◆ Problem requirements
Copy down the lines below without any change, from the line with "the yellow reflective" to the line with "point(410, 520)", including both of those lines.

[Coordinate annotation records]
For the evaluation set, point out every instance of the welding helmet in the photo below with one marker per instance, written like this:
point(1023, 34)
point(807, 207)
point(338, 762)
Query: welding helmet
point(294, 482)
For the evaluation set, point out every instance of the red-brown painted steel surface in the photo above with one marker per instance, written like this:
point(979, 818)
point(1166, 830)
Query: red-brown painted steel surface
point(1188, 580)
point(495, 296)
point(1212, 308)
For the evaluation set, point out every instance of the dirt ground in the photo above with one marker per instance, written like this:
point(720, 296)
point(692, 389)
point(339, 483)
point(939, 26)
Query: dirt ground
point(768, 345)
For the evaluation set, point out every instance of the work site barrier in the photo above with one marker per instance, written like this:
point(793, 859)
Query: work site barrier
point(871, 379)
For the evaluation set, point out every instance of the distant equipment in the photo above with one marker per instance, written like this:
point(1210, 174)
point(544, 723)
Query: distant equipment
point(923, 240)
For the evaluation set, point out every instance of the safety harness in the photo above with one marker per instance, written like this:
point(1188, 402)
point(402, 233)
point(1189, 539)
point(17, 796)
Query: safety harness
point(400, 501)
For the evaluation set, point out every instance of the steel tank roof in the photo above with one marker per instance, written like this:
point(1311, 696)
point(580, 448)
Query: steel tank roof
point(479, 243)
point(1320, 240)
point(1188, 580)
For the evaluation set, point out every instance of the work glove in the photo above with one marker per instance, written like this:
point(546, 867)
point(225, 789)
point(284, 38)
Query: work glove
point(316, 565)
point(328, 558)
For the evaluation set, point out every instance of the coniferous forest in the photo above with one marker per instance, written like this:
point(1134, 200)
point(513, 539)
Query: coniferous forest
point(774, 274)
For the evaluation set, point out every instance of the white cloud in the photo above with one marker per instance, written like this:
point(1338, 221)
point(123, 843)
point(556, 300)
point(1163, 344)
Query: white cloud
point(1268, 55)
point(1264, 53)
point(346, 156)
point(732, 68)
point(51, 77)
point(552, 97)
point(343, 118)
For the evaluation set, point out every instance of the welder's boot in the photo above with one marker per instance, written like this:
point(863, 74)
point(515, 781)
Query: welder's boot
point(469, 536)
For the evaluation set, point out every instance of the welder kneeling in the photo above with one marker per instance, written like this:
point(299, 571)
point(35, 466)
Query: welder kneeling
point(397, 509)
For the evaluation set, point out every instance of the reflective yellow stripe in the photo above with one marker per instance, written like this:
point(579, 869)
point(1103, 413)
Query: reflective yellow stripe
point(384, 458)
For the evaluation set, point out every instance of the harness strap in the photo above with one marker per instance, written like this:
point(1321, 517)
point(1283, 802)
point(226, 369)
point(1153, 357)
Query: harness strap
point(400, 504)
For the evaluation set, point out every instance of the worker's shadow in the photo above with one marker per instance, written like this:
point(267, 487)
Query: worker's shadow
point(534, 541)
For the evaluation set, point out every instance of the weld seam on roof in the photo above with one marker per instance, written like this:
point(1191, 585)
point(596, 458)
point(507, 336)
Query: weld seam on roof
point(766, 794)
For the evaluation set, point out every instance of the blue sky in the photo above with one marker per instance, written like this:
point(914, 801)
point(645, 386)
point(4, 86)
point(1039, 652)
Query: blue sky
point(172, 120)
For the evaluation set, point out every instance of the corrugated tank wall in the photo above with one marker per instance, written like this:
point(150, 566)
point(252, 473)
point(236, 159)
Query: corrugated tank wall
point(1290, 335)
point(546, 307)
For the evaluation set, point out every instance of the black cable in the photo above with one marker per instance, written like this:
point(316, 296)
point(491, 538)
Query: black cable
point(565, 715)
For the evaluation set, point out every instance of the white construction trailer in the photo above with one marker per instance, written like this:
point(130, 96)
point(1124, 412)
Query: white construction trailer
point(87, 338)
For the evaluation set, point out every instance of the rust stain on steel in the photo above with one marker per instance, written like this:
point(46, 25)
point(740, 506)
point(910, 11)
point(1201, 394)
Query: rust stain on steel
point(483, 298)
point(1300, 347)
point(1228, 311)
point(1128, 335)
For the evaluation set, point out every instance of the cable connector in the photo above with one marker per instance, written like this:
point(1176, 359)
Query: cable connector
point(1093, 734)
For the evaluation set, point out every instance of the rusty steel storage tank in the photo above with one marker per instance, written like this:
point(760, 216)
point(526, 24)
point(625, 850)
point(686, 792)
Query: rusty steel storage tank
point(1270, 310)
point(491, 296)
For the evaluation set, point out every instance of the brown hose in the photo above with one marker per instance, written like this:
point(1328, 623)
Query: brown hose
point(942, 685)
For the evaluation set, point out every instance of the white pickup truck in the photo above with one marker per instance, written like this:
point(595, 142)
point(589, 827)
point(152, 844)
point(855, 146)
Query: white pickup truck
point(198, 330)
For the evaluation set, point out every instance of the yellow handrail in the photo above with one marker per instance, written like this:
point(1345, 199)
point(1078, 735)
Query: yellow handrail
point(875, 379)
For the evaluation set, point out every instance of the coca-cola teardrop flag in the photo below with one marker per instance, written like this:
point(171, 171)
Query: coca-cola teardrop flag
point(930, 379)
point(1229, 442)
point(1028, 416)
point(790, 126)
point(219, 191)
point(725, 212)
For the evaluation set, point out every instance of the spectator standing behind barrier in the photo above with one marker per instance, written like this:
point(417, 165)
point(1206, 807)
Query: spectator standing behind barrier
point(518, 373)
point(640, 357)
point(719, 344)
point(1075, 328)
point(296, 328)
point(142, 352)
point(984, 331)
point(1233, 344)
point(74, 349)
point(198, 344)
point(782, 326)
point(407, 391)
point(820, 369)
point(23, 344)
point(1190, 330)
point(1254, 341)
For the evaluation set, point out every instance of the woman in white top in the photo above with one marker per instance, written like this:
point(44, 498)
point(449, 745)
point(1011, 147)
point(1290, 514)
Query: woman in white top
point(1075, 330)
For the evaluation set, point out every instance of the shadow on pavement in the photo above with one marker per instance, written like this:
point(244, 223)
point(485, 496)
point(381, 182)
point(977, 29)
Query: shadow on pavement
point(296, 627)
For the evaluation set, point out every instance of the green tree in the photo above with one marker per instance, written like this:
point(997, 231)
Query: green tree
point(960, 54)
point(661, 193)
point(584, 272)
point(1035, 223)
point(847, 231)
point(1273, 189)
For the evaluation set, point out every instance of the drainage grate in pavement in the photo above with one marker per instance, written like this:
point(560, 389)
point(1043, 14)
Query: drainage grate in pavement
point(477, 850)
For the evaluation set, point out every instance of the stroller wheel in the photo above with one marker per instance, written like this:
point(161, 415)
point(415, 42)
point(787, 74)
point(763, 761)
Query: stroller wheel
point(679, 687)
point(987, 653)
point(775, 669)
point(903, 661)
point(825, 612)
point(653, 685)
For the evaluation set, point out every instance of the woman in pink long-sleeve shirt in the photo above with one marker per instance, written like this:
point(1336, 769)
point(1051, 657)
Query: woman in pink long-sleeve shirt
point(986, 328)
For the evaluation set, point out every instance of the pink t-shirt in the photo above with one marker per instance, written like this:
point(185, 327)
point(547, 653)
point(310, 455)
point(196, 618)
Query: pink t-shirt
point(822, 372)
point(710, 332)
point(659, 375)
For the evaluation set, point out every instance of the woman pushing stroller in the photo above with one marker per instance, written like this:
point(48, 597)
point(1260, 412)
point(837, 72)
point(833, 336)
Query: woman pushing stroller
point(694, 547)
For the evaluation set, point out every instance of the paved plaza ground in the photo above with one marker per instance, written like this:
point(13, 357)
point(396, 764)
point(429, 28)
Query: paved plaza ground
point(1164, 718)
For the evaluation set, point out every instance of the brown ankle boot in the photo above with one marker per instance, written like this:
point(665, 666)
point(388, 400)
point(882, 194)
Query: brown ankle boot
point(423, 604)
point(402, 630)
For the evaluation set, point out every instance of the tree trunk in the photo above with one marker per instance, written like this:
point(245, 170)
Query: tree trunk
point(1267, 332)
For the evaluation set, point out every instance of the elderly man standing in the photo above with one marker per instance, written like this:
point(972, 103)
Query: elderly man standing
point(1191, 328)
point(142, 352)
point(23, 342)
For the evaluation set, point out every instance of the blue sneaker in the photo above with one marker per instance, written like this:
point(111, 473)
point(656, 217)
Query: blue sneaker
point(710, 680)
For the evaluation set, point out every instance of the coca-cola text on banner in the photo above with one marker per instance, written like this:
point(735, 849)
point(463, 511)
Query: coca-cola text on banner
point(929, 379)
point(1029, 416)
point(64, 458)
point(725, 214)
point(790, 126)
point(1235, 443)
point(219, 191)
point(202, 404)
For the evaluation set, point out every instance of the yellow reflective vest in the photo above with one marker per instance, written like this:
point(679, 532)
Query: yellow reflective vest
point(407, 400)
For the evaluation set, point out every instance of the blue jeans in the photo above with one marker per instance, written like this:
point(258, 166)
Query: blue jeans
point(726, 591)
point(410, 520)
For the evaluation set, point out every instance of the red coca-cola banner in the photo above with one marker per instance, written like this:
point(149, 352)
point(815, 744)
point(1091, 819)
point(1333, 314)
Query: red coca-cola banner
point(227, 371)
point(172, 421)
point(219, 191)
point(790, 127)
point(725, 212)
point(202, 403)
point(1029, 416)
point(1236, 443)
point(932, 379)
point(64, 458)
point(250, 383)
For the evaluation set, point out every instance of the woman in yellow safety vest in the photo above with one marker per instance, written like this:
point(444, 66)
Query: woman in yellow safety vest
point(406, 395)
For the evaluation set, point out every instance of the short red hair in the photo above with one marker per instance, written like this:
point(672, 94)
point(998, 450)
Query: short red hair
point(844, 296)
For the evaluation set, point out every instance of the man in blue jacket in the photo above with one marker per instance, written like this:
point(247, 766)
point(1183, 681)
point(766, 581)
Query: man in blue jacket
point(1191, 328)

◆ Exercise answer
For the evaluation set, point out every instance of the yellow reflective vest in the photo above with one marker per instance, written like this:
point(679, 532)
Query: yellow reflective vest
point(407, 400)
For the evaluation set, point out every instance of the blue jeans in the photo above with one marker per instance, written like this:
point(258, 166)
Query: blue jeans
point(726, 591)
point(410, 520)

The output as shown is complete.